[AIM OF THE EXERCISE] Determine how many lines of the items below contain the word "texture", treating uppercase and lowercase letters as distinct. Give only the number.

[RECORDS SUPPLIED]

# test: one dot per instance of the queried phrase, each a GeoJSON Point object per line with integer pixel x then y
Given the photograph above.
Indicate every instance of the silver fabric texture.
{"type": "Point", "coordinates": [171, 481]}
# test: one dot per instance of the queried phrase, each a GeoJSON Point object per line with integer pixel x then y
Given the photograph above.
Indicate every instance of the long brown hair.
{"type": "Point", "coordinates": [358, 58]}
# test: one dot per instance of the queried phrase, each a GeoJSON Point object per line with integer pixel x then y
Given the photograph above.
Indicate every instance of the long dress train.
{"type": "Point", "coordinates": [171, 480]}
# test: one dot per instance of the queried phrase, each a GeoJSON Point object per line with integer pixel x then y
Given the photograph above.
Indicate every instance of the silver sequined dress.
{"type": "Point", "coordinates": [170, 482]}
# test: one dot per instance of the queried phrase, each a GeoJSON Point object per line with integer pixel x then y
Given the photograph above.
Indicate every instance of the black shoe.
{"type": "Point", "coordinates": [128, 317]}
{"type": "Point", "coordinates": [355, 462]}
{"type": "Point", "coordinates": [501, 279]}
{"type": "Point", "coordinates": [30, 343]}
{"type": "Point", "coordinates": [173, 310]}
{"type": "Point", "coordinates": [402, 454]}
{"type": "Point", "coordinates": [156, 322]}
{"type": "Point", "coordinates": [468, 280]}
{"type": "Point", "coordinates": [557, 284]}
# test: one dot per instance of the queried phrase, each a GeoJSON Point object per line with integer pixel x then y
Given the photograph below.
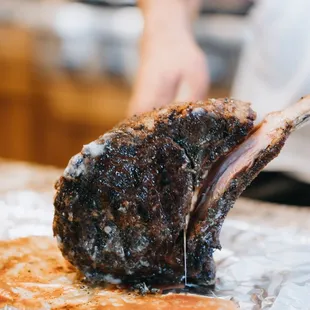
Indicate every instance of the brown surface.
{"type": "Point", "coordinates": [44, 108]}
{"type": "Point", "coordinates": [33, 275]}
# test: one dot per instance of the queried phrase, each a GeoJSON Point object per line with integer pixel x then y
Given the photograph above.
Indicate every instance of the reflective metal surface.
{"type": "Point", "coordinates": [264, 263]}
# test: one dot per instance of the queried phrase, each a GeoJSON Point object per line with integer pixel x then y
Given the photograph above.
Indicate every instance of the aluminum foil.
{"type": "Point", "coordinates": [264, 263]}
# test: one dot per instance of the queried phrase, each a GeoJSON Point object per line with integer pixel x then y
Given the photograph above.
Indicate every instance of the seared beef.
{"type": "Point", "coordinates": [127, 202]}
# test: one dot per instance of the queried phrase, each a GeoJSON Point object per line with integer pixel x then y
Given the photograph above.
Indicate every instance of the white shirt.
{"type": "Point", "coordinates": [274, 72]}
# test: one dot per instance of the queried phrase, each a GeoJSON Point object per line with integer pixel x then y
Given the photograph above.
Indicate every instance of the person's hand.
{"type": "Point", "coordinates": [172, 68]}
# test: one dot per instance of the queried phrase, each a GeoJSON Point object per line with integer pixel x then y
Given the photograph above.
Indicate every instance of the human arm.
{"type": "Point", "coordinates": [171, 60]}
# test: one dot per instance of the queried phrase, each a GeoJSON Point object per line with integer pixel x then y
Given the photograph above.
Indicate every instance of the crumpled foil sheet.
{"type": "Point", "coordinates": [264, 263]}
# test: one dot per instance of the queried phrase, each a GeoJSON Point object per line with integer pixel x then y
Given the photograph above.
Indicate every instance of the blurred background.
{"type": "Point", "coordinates": [67, 69]}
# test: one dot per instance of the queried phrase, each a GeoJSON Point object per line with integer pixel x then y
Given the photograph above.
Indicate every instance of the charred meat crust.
{"type": "Point", "coordinates": [120, 211]}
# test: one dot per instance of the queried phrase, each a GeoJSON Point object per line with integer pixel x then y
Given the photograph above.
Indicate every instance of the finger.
{"type": "Point", "coordinates": [194, 85]}
{"type": "Point", "coordinates": [154, 88]}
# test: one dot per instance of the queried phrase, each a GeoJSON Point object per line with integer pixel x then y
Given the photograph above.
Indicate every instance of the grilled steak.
{"type": "Point", "coordinates": [146, 201]}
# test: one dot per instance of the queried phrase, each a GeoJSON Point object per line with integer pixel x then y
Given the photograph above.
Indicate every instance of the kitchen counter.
{"type": "Point", "coordinates": [266, 248]}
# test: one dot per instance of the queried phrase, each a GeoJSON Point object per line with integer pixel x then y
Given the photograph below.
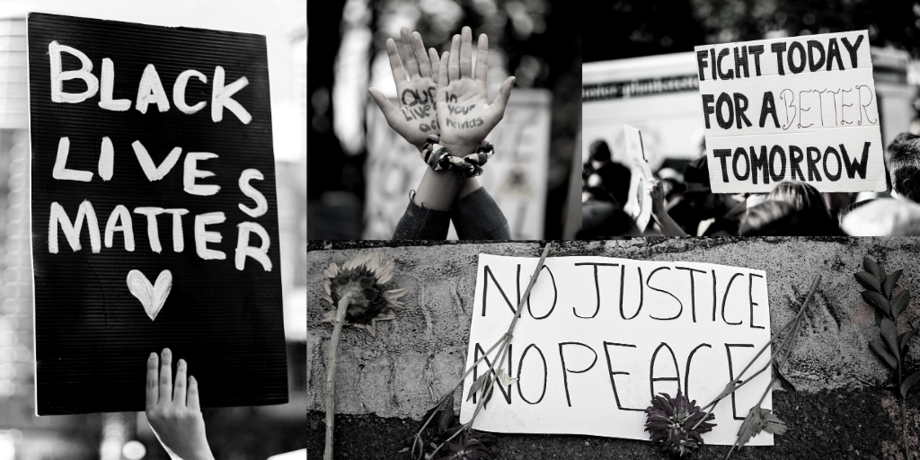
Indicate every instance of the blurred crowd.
{"type": "Point", "coordinates": [683, 203]}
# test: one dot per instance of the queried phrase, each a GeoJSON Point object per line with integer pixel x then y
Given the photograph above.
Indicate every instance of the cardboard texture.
{"type": "Point", "coordinates": [596, 343]}
{"type": "Point", "coordinates": [137, 155]}
{"type": "Point", "coordinates": [792, 109]}
{"type": "Point", "coordinates": [639, 204]}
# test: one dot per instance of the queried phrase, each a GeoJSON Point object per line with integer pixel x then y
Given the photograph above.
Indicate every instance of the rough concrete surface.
{"type": "Point", "coordinates": [420, 355]}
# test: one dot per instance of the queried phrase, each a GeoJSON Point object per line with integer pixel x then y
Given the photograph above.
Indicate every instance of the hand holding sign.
{"type": "Point", "coordinates": [468, 118]}
{"type": "Point", "coordinates": [175, 417]}
{"type": "Point", "coordinates": [417, 116]}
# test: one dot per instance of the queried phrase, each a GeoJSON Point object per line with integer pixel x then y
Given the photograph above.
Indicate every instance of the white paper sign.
{"type": "Point", "coordinates": [516, 176]}
{"type": "Point", "coordinates": [792, 109]}
{"type": "Point", "coordinates": [601, 335]}
{"type": "Point", "coordinates": [639, 204]}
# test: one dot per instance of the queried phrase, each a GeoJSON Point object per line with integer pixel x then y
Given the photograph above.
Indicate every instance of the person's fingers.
{"type": "Point", "coordinates": [398, 73]}
{"type": "Point", "coordinates": [466, 53]}
{"type": "Point", "coordinates": [453, 65]}
{"type": "Point", "coordinates": [193, 394]}
{"type": "Point", "coordinates": [498, 107]}
{"type": "Point", "coordinates": [389, 112]}
{"type": "Point", "coordinates": [442, 72]}
{"type": "Point", "coordinates": [166, 375]}
{"type": "Point", "coordinates": [435, 63]}
{"type": "Point", "coordinates": [424, 66]}
{"type": "Point", "coordinates": [411, 62]}
{"type": "Point", "coordinates": [482, 59]}
{"type": "Point", "coordinates": [179, 392]}
{"type": "Point", "coordinates": [153, 364]}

[OUTPUT FOR THIS TASK] 2